— START —
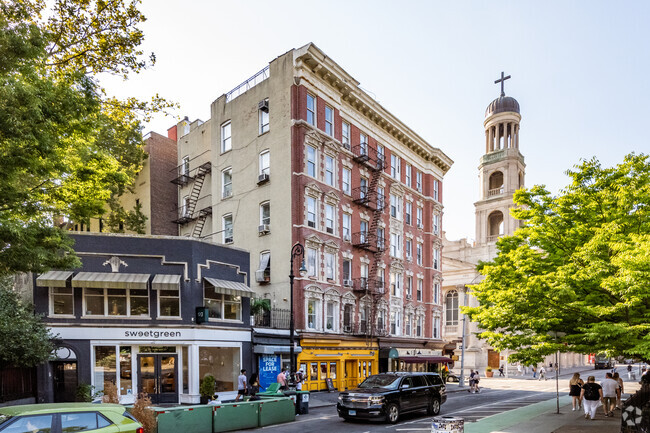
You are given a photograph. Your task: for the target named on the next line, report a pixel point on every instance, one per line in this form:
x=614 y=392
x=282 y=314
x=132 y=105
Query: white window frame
x=226 y=137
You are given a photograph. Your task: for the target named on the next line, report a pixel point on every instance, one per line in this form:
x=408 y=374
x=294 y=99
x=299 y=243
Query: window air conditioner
x=263 y=106
x=264 y=177
x=264 y=229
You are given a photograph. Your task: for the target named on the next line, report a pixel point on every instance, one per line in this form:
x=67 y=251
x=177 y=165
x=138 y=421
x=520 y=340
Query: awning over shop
x=230 y=287
x=166 y=282
x=113 y=280
x=271 y=350
x=429 y=359
x=53 y=278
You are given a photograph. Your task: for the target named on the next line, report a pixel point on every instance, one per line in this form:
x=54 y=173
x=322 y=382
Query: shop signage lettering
x=153 y=334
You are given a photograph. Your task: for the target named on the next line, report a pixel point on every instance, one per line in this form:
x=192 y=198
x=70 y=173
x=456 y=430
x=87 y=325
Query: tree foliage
x=579 y=266
x=24 y=338
x=66 y=147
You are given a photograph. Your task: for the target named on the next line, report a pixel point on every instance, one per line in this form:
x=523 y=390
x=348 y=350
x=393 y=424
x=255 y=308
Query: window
x=396 y=206
x=311 y=211
x=227 y=229
x=395 y=167
x=265 y=162
x=61 y=301
x=345 y=134
x=451 y=308
x=329 y=120
x=329 y=266
x=329 y=218
x=221 y=306
x=347 y=225
x=265 y=213
x=312 y=309
x=185 y=166
x=264 y=116
x=329 y=318
x=396 y=245
x=329 y=170
x=311 y=109
x=347 y=180
x=363 y=144
x=116 y=302
x=226 y=139
x=226 y=183
x=312 y=261
x=311 y=161
x=347 y=269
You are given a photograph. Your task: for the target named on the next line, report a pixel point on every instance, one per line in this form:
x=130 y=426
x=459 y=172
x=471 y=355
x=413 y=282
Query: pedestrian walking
x=591 y=395
x=242 y=386
x=619 y=391
x=609 y=386
x=575 y=389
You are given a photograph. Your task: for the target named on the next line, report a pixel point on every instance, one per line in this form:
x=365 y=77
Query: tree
x=580 y=265
x=67 y=148
x=24 y=338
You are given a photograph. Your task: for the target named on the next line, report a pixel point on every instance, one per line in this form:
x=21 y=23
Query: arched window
x=495 y=225
x=451 y=308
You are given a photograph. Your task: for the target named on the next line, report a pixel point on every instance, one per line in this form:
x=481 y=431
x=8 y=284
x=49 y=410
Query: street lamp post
x=297 y=251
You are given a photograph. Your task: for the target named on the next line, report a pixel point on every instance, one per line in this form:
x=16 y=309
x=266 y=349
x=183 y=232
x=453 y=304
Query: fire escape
x=371 y=237
x=187 y=212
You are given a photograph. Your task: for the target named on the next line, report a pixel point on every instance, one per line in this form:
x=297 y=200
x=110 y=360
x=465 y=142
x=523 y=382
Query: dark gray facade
x=129 y=316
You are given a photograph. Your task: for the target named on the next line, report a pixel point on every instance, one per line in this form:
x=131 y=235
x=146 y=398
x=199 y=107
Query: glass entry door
x=158 y=377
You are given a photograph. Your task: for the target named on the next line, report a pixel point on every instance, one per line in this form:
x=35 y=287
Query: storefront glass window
x=126 y=381
x=222 y=363
x=105 y=368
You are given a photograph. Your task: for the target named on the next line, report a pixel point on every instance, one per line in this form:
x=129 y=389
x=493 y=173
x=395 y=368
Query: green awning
x=53 y=279
x=230 y=287
x=111 y=280
x=166 y=282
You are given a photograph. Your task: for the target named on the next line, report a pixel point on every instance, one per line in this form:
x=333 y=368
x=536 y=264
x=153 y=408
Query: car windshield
x=380 y=381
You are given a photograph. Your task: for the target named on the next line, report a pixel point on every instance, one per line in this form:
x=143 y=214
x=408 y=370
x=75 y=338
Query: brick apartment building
x=299 y=153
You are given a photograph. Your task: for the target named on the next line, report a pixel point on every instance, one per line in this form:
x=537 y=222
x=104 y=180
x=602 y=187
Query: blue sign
x=270 y=366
— END —
» **SHORT TASK**
Copy all of the data above verbatim, from the first line to the last, and omit the pictures.

» **OUTPUT OF THE TASK**
You are given a photograph. Your task: for the target named on the next line, report a pixel point on every instance, one per line in this form:
x=614 y=392
x=282 y=314
x=132 y=105
Query: white window frame
x=226 y=137
You are given a photograph. Your task: for the target named on the next line, report a pixel point on every instance, one per line in this form:
x=408 y=374
x=294 y=99
x=299 y=243
Query: window air conditioner
x=263 y=106
x=264 y=177
x=264 y=229
You are given a photograph. Your task: for the target named on the next line, report a pixel point on every instance, one per line in this form:
x=67 y=251
x=177 y=165
x=138 y=421
x=520 y=340
Query: awning over shop
x=230 y=287
x=166 y=282
x=113 y=280
x=271 y=350
x=429 y=359
x=53 y=278
You are given a photograph. Your task: for the target named on the next line, report a pixel point on every instance, one per line in this form:
x=54 y=173
x=322 y=382
Query: shop signage lettering
x=153 y=334
You are given a photograph. Your task: for the target named on the next line, report a pixel point on every instance, one per line in this form:
x=192 y=198
x=70 y=173
x=456 y=430
x=87 y=325
Query: tree foliage
x=579 y=266
x=24 y=338
x=66 y=147
You are given a photograph. Your task: for the target named on the next line, report a pixel point on every instance, one per line in this form:
x=523 y=390
x=348 y=350
x=393 y=424
x=255 y=308
Query: window
x=396 y=206
x=311 y=211
x=227 y=229
x=395 y=167
x=265 y=162
x=61 y=301
x=345 y=134
x=451 y=308
x=329 y=120
x=329 y=266
x=329 y=218
x=221 y=306
x=347 y=225
x=265 y=213
x=312 y=309
x=185 y=166
x=264 y=116
x=329 y=318
x=396 y=245
x=329 y=170
x=311 y=109
x=347 y=180
x=363 y=144
x=116 y=302
x=226 y=139
x=226 y=183
x=312 y=261
x=311 y=161
x=347 y=269
You are given a photograph. Your task: for the target named on the next line, report a pixel point on every instance, one per line in this form:
x=130 y=426
x=459 y=172
x=471 y=355
x=413 y=282
Query: pedestrian walking
x=591 y=395
x=242 y=386
x=619 y=391
x=609 y=386
x=575 y=389
You are given a photograph. Your task: for the target named on the next line, report a pixel point on every instance, one per line in this form:
x=365 y=77
Query: tree
x=580 y=265
x=67 y=148
x=24 y=338
You are given a photograph. Your task: for the target named on the next line, report a pixel point on every instance, one per line in this form:
x=21 y=23
Query: arched window
x=495 y=225
x=451 y=308
You are given a photograph. Your task: for the target named on the next line, report a pixel point on every instance, one per line in this form:
x=481 y=431
x=8 y=284
x=49 y=410
Query: street lamp post
x=297 y=251
You are given a photograph. Your task: for the target named on the next line, report a pixel point on every instance, one per line in this form:
x=16 y=309
x=266 y=349
x=183 y=232
x=453 y=304
Query: fire escape
x=371 y=237
x=187 y=212
You are given a photograph. Your task: for the target named on the next line, report a pixel point on every instance, one per line in this form:
x=297 y=200
x=110 y=360
x=465 y=142
x=523 y=382
Query: dark gray facade
x=129 y=316
You are given a photograph. Your task: for the target named on the next line, report a pixel point on every instance, one per line in this form:
x=131 y=235
x=146 y=398
x=199 y=107
Query: glass entry door
x=158 y=377
You are given a photograph. Your task: for the target named on the next line, report a pixel point on every instance, one per line in this form:
x=35 y=287
Query: storefront glass window
x=126 y=381
x=222 y=363
x=105 y=368
You are given a photograph. Your task: for the target named on the next line, report a pixel point on every instance, one per line in this form:
x=129 y=389
x=493 y=173
x=395 y=368
Query: green awning
x=53 y=279
x=230 y=287
x=111 y=280
x=166 y=282
You are given a photograph. Your task: for the target named on the next line, report a pixel point on every instance, one per line in this form:
x=333 y=368
x=536 y=264
x=153 y=408
Query: car windshield
x=380 y=381
You are given a photograph. Your task: for the target named on the next line, report a pixel point on every instance, one per line in this form:
x=143 y=214
x=408 y=370
x=75 y=338
Query: brick apartment building
x=299 y=153
You are given a photograph. Your task: for the target named on the next line, report a pixel point on every instance, one per line in this form:
x=537 y=222
x=104 y=180
x=602 y=187
Query: blue sign
x=270 y=366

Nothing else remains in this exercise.